## STATED GOAL
Copy out the lines of the listing below word for word, starting at the line that contains "# test: identify the green foliage" and ending at the last line of the listing.

Items listed in a dataset:
--

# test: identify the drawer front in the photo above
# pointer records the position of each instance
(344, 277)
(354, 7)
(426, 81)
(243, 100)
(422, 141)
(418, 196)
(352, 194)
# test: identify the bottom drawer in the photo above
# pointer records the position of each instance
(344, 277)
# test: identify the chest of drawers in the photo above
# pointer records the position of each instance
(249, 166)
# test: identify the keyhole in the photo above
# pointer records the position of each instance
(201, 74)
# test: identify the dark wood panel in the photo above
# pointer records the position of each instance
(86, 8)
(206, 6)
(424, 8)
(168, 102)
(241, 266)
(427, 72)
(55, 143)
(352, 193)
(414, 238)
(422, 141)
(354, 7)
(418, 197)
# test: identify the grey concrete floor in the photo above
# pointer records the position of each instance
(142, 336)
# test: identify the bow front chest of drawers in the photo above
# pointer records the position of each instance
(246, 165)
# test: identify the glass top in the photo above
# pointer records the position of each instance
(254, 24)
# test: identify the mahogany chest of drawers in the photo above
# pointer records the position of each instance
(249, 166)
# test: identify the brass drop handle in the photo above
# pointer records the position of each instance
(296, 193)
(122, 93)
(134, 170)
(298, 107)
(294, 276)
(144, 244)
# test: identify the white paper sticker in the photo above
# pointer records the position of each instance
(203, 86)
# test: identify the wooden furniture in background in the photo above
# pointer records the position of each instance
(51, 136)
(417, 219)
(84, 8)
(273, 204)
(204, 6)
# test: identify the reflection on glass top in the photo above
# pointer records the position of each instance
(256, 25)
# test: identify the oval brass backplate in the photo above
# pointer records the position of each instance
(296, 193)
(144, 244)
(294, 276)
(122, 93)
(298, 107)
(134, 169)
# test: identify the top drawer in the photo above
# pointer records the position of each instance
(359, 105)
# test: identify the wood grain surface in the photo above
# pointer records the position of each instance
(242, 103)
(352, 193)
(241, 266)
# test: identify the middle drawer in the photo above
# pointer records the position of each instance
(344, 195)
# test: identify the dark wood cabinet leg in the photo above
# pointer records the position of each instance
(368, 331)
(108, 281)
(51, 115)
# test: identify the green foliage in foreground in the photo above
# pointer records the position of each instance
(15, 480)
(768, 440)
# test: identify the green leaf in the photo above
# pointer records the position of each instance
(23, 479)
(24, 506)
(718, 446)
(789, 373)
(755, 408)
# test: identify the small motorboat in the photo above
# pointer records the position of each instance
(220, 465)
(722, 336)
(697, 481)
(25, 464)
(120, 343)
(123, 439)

--

## FINISHED EXERCISE
# test: identify the green foliage in foreground in the photo above
# pointer records the position of each instance
(15, 480)
(768, 440)
# test: identify the green leaf in the photo above
# pointer records the position of each instance
(23, 479)
(24, 506)
(718, 446)
(789, 373)
(755, 408)
# test: identify the small motorboat in the photo above
# pointer records the position of each instance
(220, 465)
(722, 336)
(697, 481)
(25, 464)
(120, 343)
(123, 439)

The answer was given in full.